* _EXERCISE GOAL_:
Set down exactly the lines of the listing below, please, beginning with the first and ending with the line that holds "# test: locate() drops one marker on the red white".
- Opening Delimiter -
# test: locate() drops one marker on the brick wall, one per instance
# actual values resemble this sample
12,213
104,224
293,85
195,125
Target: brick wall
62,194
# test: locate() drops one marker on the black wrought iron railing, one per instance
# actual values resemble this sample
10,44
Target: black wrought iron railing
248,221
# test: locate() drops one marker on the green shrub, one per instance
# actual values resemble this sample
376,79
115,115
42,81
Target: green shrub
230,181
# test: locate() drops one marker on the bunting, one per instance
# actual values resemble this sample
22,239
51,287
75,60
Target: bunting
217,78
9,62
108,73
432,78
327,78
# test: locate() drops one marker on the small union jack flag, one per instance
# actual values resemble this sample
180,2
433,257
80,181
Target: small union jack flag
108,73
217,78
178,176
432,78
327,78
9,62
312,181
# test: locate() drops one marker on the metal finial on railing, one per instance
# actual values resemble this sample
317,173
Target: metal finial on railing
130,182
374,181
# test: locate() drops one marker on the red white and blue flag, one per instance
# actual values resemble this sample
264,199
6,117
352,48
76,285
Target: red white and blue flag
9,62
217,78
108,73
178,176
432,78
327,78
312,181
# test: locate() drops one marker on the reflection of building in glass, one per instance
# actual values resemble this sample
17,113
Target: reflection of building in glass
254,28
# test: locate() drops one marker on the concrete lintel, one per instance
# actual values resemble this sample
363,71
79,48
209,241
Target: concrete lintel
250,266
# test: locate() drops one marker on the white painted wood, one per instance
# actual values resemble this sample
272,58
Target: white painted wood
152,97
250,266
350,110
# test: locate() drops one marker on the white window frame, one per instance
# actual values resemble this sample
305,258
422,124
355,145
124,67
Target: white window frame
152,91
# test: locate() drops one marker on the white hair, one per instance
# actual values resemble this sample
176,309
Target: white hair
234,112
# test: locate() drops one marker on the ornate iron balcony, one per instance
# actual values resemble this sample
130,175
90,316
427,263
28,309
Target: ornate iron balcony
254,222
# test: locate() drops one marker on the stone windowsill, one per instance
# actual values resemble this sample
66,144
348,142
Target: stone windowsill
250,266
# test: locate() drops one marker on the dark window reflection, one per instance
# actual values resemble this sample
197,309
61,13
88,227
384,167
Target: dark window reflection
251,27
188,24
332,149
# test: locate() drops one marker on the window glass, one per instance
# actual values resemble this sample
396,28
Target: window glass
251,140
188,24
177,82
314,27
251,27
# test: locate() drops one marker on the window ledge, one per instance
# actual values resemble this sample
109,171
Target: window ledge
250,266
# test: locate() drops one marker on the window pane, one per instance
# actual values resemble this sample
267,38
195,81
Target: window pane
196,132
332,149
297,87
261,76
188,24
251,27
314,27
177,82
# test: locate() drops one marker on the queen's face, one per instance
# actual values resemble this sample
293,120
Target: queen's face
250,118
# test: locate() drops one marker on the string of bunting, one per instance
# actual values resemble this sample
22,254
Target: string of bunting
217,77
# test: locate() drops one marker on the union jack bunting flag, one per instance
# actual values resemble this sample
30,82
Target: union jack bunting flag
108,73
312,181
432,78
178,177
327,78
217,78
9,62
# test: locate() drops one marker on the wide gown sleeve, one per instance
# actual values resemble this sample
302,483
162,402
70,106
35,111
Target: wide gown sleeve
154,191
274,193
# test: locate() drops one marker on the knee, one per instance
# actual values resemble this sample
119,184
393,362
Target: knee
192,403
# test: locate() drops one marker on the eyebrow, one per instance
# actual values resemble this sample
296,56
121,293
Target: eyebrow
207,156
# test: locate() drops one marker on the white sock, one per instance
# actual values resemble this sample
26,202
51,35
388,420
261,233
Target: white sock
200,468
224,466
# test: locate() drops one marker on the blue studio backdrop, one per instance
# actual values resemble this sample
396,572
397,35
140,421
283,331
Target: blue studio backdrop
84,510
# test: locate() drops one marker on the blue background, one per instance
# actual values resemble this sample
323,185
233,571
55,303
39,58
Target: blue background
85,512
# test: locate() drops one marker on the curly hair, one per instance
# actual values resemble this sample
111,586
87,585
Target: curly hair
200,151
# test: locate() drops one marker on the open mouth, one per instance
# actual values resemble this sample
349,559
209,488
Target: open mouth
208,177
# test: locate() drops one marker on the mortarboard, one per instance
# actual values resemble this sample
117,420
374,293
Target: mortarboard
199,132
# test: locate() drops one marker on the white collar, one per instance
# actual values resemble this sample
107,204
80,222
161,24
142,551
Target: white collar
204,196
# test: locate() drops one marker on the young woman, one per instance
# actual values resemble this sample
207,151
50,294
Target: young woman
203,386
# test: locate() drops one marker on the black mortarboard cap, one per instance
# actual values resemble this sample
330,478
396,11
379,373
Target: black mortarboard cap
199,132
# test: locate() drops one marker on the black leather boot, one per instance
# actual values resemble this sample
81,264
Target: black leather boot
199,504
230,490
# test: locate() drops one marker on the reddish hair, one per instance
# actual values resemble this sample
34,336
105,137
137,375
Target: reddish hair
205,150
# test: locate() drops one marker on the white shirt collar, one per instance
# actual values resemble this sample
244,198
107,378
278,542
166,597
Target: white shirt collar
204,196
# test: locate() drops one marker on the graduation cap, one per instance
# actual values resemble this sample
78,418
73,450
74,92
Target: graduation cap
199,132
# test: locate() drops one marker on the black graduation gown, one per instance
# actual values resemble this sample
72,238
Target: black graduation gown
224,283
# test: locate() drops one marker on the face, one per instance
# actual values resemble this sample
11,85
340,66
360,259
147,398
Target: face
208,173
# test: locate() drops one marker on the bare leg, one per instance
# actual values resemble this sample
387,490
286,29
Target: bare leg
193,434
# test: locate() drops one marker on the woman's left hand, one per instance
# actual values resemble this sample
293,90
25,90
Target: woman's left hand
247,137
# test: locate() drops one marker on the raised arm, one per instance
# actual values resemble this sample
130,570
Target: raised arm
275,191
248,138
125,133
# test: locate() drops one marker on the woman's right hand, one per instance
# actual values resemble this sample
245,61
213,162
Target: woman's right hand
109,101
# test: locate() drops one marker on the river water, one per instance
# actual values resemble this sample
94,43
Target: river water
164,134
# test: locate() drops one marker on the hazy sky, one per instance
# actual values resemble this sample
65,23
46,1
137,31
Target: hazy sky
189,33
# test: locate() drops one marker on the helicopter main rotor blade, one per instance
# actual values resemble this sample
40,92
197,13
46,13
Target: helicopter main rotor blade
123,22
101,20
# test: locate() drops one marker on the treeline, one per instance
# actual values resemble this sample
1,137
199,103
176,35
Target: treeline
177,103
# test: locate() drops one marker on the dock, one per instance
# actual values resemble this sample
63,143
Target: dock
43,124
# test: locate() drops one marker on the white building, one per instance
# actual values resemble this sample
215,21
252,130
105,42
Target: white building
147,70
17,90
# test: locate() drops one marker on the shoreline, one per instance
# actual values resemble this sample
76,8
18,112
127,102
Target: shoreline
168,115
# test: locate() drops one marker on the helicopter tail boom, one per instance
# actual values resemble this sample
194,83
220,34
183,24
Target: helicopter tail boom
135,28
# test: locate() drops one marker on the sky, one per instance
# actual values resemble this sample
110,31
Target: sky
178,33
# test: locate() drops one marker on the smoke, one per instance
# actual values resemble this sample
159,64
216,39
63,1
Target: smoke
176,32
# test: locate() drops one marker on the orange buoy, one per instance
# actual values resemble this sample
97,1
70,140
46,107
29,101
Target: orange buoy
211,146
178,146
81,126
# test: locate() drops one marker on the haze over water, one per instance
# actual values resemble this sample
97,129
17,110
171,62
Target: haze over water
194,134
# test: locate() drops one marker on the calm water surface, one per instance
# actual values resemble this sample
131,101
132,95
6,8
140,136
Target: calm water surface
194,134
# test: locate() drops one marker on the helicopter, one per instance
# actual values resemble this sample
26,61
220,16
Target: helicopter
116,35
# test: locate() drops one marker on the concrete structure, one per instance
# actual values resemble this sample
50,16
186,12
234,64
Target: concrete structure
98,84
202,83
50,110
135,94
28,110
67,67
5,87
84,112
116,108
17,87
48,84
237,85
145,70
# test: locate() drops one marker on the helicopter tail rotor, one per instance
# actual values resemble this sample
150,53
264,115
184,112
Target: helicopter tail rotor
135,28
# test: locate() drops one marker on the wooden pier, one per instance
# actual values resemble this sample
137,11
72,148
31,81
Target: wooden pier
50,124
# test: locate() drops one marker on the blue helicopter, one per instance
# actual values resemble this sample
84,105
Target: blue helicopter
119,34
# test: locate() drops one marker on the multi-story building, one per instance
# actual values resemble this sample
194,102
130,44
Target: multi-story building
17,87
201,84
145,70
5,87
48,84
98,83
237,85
- Closing Delimiter -
* _ANSWER BELOW_:
# test: locate() drops one marker on the brick wall, one per instance
# actual values resemble this sample
12,213
104,224
293,85
195,125
Target: brick wall
62,194
# test: locate() drops one marker on the black wrought iron railing, one per instance
# actual values resemble this sample
10,44
Target: black wrought iron railing
248,221
# test: locate() drops one marker on the green shrub, one per instance
# actual values resemble this sample
376,79
115,115
42,81
Target: green shrub
230,181
# test: locate() drops one marker on the bunting, one per instance
# actual values resemble this sample
22,239
51,287
75,60
Target: bunting
217,78
9,62
108,73
432,78
327,78
# test: locate() drops one marker on the small union jack flag, one per instance
# actual values resemble this sample
180,2
433,257
80,181
Target: small union jack flag
108,73
217,78
178,176
432,78
327,78
9,62
312,181
# test: locate() drops one marker on the metal finial on railing, one per instance
# actual values resemble this sample
317,173
Target: metal finial on railing
130,182
374,181
# test: locate() drops one marker on the red white and blue flag, one per instance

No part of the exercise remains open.